Records excerpted from a collection

....................

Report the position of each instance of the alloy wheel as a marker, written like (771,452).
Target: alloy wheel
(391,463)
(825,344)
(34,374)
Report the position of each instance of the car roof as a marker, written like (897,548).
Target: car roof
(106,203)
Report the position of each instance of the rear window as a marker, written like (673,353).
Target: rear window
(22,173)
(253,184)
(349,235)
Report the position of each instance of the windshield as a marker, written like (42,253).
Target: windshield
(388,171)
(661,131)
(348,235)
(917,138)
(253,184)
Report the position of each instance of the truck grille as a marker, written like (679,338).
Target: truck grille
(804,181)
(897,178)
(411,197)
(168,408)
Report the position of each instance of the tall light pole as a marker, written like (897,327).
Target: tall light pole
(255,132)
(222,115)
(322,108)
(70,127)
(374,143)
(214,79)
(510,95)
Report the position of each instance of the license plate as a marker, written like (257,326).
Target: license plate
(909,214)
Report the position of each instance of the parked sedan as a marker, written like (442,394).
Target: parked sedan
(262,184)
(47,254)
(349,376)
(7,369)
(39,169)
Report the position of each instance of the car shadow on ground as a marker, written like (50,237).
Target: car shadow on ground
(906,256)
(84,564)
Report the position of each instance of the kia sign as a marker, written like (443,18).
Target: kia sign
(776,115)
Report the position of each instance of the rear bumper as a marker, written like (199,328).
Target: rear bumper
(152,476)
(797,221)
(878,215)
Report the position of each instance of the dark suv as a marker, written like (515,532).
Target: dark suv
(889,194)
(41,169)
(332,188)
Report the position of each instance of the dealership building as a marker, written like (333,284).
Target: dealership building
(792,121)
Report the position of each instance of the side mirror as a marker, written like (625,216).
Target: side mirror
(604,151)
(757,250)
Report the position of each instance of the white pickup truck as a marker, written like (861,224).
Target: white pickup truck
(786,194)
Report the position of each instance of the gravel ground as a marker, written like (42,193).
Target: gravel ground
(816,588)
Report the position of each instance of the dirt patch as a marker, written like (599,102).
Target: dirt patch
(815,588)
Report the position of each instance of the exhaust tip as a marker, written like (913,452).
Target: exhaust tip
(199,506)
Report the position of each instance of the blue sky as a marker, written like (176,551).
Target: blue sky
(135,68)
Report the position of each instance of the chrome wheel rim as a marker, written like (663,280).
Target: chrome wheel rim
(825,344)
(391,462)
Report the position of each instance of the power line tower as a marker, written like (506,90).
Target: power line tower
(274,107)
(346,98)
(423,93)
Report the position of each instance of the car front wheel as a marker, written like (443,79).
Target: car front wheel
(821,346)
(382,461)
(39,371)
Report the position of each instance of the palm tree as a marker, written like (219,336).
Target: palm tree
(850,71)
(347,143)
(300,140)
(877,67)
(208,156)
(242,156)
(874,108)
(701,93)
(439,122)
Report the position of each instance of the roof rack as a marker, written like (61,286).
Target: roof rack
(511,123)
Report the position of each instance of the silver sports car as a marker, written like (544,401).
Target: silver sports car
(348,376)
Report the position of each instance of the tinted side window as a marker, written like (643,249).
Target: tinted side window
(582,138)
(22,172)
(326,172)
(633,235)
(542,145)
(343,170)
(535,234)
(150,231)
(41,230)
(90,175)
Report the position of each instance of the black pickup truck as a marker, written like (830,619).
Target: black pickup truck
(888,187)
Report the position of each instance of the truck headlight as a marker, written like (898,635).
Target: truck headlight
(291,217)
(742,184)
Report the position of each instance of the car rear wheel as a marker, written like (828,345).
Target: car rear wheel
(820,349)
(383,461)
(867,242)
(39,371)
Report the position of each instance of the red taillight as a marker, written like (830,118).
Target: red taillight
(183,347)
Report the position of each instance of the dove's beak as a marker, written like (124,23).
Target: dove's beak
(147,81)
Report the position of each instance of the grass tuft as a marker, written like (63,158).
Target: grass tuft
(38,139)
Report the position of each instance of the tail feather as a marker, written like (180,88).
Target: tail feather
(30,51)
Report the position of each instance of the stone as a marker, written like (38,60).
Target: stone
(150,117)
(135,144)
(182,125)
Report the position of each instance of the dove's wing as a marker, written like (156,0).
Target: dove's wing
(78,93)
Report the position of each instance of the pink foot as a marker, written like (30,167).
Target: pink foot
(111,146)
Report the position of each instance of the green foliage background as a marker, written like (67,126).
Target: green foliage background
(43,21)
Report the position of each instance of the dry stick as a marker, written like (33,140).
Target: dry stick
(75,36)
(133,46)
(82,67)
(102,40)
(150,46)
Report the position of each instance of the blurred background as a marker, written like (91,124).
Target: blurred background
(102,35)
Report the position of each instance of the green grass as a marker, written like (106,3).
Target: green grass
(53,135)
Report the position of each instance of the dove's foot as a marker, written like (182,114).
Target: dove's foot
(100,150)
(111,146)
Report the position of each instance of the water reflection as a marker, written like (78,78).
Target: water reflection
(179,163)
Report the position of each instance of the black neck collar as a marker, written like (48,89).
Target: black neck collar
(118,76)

....................

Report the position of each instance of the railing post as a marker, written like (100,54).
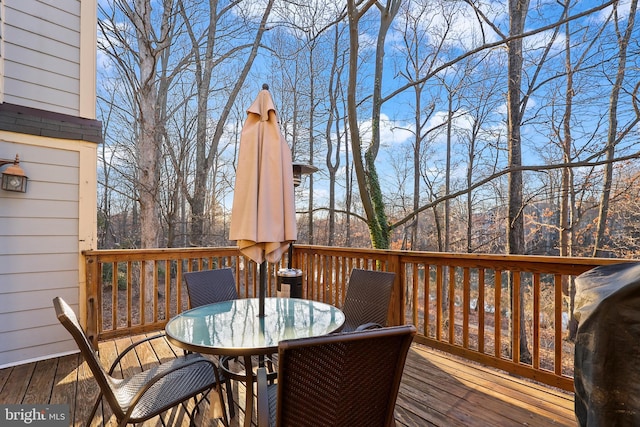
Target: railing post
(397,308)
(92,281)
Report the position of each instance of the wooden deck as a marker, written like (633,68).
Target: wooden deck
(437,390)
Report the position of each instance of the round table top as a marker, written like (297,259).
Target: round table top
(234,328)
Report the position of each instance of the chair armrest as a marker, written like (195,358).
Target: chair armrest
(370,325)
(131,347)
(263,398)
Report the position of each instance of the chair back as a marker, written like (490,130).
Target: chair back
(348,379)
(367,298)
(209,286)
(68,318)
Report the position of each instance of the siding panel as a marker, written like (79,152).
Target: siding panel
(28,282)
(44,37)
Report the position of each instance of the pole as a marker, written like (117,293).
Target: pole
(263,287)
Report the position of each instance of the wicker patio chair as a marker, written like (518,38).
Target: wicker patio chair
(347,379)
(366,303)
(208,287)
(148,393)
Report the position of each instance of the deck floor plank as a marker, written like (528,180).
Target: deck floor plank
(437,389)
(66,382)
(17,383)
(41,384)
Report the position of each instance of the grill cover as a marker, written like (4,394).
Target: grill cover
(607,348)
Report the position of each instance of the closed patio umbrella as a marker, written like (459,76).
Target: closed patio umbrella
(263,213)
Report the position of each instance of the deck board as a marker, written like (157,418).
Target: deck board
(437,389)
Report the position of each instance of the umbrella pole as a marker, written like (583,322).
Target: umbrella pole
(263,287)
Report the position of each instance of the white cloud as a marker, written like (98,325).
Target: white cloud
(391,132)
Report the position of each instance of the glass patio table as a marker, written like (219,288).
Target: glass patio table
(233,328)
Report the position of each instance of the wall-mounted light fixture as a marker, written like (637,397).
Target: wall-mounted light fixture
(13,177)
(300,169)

....................

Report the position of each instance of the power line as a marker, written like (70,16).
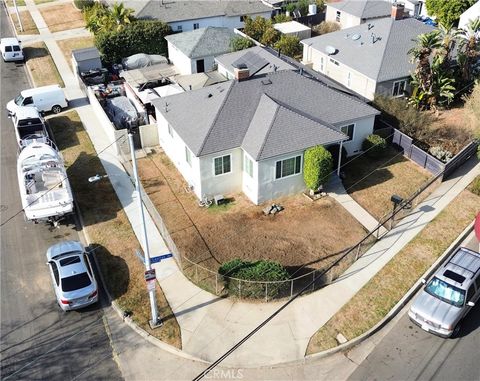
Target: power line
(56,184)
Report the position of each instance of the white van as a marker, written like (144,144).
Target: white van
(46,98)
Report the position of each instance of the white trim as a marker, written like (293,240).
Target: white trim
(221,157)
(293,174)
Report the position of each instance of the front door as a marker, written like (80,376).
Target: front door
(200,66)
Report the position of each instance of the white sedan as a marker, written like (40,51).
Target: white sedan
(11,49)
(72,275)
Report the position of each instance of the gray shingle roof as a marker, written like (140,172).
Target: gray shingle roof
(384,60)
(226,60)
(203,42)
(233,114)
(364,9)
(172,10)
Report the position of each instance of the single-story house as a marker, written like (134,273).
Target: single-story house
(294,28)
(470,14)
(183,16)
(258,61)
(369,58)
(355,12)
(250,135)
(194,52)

....................

Problem details — In the entries above, find the line holding "Report the position of each instance of the wooden" and the line holding "Report the position of each instance of the chair armrest", then retype exactly those two lines and every line between them, and nothing else.

Finished exercise —
Report the position of each instance of the wooden deck as a marker, written like (633,68).
Target: wooden deck
(437,390)
Report the position of each instance of the round table top as a marker, written like (297,259).
Target: round table top
(234,328)
Report the position of each instance of the chair armrest as a marker, written like (195,358).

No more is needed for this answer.